| JOB 1 |
Select every line of the entries that contains the word "glacier".

| DOCUMENT EXTRACT |
= = = = = = =

How do I hire an attorney at your office?
The first step to hiring our law firm is to contact one of our intake coordinators who can schedule an initial consultation with the attorney of your choice. After the consultation if you choose to hire Tuft, Lach, Jerabek & O’Connell, PLLC you will be required to sign an Agreement for Legal Services, which outlines our rates and the terms of our representation and pay a retainer fee, the amount of which varies depending on the complexity of your case. For your convenience, our law firm accepts all major credit cards for payment.
How much does a divorce cost?
Just as no two people are alike, no two divorces are alike either. The cost of a divorce can vary drastically depending upon several factors, including the number and the complexity of the issues involved and whether parties are willing to work toward an amicable resolution of the issues. A couple that has already agreed on all of the issues, such as custody, parenting time, child support, and division of the marital estate prior to commencing a divorce action could spend as little as a few thousand dollars. A couple that has complex issues, such as custody or division of a large marital estate could spend $10,000, $25,000, $50,000 or more. There are many factors that impact the cost of the dissolution, including whether the attorneys are able to effectively communicate and advocate on behalf of their clients; the behavior and attitude of the parties; and even how the judge handles the divorce proceeding. Though during this time emotions are often running high and it may be difficult to remain practical, it is important to be realistic about what can be accomplished within the limitations of one’s budget.
What is a no-fault divorce?
“No-fault” divorce describes any divorce where the spouse asking for a divorce does not have to prove that the other spouse did something wrong. Minnesota is a no-fault divorce state and the parties will be granted a divorce regardless of the basis for the disintegration of the marriage. In fact, the court will not inquire as to the basis for the break up of the marriage except to the extent that it impacts child custody or other issues before the court.
What is a legal separation?
A legal separation is when the parties remain married, but the court regulates the marriage in terms of determining use and possession of property, setting spousal maintenance, child support, custody and parenting time. In a legal separation, the court may not award ownership of property. Though Minnesota law provides for legal separation, it is infrequently used. Sometimes parties prefer a legal separation in the hopes of an eventual reconciliation. A legal separation can be, and often is, converted to a divorce proceeding by either party.
What are the requirements for filing a petition for divorce?
To file a petition for dissolution of marriage in the State of Minnesota you must be a resident or domiciled in our state for at least 180 days. This residency provision can vary from state to state. There is no residency requirement for filing a Petition for Legal Separation. You must also pay the Court a filing fee.
Does it matter whether I initiate the divorce or my spouse does?
In general, it does not matter who the initiating party is in a divorce proceeding. It is the court’s view that each party is entitled to a fair result no matter who commences the action.
What is a collaborative divorce?

= = = = = = =

| ROWS |
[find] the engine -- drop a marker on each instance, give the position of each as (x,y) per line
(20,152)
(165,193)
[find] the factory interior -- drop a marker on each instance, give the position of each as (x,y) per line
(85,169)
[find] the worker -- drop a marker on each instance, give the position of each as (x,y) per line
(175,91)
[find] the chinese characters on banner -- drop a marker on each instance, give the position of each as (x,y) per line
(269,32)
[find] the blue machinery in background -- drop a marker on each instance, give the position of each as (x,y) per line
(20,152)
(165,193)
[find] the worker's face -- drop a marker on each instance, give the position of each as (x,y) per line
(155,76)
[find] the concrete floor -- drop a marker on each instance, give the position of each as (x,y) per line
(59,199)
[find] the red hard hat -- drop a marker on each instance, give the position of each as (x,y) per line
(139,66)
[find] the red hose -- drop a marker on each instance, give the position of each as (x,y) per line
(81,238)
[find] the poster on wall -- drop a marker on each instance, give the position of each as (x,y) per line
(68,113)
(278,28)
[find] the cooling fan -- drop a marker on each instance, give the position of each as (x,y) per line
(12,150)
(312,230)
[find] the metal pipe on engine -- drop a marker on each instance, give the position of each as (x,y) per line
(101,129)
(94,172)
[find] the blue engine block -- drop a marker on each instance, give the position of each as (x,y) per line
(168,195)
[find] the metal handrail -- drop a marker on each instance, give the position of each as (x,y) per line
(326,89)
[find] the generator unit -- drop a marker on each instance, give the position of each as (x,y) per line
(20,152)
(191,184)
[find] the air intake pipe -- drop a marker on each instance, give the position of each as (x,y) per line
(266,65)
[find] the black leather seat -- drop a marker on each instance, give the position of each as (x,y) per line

= = = = = = =

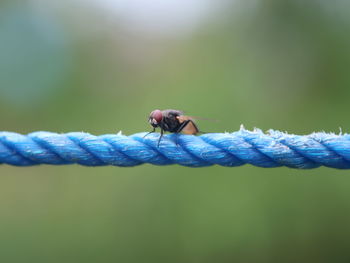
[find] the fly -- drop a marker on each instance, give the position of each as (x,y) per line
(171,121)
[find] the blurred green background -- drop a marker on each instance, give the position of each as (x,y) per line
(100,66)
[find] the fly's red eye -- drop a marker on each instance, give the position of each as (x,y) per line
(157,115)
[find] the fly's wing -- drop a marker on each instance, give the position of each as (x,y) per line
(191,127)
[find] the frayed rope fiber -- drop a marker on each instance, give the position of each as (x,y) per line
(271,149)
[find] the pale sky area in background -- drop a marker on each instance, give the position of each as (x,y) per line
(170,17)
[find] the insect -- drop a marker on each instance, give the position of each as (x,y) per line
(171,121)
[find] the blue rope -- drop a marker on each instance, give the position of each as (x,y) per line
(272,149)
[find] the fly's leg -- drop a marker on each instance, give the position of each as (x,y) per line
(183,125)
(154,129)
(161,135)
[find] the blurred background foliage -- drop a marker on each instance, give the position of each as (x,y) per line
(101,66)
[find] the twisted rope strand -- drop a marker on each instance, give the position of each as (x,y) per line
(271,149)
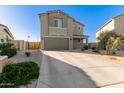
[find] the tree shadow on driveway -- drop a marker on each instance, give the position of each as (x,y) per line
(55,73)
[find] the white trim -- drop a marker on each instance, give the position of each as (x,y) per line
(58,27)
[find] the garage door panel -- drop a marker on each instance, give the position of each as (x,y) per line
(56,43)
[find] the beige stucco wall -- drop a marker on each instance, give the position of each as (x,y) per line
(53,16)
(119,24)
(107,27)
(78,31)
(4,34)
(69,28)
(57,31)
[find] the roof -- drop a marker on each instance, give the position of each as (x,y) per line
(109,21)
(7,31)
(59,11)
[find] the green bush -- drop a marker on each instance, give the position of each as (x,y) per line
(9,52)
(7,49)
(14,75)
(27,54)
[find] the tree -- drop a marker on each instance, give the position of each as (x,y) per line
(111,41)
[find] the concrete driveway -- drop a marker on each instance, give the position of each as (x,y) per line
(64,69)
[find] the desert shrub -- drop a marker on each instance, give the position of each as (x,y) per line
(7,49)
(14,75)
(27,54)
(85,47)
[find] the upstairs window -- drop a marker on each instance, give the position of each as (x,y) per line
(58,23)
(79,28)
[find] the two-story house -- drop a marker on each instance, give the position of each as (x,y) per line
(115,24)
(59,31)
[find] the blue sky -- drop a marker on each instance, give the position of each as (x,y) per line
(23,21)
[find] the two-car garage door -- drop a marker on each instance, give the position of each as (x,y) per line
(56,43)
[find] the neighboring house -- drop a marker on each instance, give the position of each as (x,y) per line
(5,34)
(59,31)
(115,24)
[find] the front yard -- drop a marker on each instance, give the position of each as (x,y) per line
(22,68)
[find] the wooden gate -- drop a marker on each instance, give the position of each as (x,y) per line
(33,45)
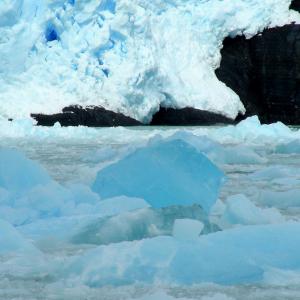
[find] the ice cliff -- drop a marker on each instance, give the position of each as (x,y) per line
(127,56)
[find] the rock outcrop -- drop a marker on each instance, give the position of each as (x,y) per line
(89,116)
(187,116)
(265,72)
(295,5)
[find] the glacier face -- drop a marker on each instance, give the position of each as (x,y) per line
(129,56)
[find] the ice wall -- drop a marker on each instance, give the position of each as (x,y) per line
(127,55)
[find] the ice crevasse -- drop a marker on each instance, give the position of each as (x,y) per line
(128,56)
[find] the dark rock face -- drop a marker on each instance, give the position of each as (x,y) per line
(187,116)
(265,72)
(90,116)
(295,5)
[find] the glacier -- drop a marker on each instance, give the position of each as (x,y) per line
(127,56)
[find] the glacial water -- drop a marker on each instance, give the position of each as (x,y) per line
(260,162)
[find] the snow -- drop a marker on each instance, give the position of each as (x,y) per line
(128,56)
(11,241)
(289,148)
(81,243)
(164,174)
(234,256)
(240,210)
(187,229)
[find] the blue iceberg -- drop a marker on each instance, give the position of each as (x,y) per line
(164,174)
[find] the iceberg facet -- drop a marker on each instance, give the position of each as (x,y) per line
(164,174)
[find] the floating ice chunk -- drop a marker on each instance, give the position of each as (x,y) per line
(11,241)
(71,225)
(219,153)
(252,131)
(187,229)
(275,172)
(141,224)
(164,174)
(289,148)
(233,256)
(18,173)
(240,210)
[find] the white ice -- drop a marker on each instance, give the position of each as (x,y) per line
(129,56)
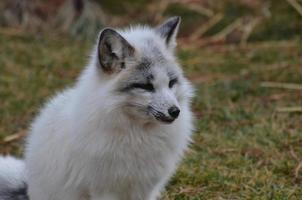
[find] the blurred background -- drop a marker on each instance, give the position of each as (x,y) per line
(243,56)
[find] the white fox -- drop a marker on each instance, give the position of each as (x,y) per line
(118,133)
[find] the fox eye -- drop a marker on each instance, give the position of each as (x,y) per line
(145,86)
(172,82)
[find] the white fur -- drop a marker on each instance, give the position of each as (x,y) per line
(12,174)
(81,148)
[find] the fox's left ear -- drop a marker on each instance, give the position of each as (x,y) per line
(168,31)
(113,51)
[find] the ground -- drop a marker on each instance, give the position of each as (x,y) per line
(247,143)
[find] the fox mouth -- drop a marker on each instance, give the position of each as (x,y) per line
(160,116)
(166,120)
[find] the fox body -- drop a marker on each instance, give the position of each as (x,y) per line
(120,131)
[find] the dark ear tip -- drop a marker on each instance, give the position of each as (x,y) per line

= = = = = = =

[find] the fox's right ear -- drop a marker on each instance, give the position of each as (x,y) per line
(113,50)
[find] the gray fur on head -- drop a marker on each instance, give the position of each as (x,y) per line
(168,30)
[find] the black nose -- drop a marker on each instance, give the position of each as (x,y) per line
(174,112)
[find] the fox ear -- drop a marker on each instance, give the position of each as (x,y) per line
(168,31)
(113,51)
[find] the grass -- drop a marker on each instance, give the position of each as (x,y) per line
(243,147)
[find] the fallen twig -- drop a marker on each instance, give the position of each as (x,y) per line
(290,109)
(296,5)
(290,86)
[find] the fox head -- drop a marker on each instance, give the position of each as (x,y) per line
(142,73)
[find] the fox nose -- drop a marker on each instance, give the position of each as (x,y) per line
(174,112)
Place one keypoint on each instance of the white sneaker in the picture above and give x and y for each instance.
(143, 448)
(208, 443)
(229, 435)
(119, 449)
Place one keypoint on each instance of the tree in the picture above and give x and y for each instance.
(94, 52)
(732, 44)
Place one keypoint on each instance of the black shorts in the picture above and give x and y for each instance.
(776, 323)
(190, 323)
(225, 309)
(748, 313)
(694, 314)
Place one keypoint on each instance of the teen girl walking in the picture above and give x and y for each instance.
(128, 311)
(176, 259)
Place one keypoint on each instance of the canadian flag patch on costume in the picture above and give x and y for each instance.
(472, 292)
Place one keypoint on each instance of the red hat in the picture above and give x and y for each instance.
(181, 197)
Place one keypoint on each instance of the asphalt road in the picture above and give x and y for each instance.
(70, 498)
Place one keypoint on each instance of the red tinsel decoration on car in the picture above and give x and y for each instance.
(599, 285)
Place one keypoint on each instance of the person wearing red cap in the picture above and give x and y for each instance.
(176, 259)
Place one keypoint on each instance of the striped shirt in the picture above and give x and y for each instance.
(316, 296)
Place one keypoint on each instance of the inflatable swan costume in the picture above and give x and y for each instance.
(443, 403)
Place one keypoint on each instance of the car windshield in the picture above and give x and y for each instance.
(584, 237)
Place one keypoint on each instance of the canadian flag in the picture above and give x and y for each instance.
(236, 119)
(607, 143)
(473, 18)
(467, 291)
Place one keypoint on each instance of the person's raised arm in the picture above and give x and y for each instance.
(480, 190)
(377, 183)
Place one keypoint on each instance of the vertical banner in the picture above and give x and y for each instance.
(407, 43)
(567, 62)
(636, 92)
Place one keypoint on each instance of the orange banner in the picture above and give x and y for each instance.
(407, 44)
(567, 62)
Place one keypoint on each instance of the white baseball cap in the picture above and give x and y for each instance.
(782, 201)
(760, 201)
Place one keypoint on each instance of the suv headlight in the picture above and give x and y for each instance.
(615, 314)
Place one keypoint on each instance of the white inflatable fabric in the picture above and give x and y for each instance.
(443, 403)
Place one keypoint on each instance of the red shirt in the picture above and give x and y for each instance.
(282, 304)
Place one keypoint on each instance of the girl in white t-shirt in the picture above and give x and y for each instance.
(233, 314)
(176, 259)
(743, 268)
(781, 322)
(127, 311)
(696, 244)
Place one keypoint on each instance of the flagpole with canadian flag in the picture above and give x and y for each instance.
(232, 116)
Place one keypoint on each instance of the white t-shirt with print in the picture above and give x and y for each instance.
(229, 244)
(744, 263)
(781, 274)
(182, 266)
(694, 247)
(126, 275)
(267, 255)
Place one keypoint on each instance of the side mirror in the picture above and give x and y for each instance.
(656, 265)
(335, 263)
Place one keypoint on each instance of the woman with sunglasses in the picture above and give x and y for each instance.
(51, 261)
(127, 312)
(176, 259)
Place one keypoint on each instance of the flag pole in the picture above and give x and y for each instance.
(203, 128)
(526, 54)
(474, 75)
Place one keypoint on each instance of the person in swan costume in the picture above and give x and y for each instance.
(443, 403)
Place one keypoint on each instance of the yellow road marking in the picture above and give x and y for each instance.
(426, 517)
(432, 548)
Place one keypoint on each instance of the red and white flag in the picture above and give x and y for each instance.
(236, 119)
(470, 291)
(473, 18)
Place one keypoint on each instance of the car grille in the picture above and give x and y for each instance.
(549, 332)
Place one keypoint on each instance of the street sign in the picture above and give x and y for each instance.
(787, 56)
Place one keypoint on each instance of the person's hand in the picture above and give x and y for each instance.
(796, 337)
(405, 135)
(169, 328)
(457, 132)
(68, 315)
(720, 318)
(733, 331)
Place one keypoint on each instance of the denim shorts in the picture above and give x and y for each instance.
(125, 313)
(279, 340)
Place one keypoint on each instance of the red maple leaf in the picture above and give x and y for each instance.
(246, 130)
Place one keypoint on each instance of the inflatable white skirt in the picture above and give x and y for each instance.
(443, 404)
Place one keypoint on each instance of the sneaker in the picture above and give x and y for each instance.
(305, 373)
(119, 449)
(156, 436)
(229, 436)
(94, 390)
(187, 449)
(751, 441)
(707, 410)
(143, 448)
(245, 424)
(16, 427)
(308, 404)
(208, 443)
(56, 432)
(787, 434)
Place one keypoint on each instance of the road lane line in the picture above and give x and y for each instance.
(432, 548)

= = = = = = =

| JOB 2 |
For each statement, say yes or no to whether the divorce FAQ agrees with it, and quote the words in the FAQ that decide it: (a) filing a petition for dissolution of marriage in Minnesota requires being a resident or domiciled in the state for at least 180 days; (b) in a legal separation, the court may award ownership of property; (c) the firm accepts all major credit cards for payment.

| EXERCISE OUTPUT 1 |
[find] the glacier face -- drop a marker on each instance, give the position of each as (x,y) per line
[find] the glacier -- drop a marker on each instance, give the position of each as (x,y) per line

| EXERCISE OUTPUT 2 |
(a) Yes: "To file a petition for dissolution of marriage in the State of Minnesota you must be a resident or domiciled in our state for at least 180 days."
(b) No: "In a legal separation, the court may not award ownership of property."
(c) Yes: "our law firm accepts all major credit cards for payment."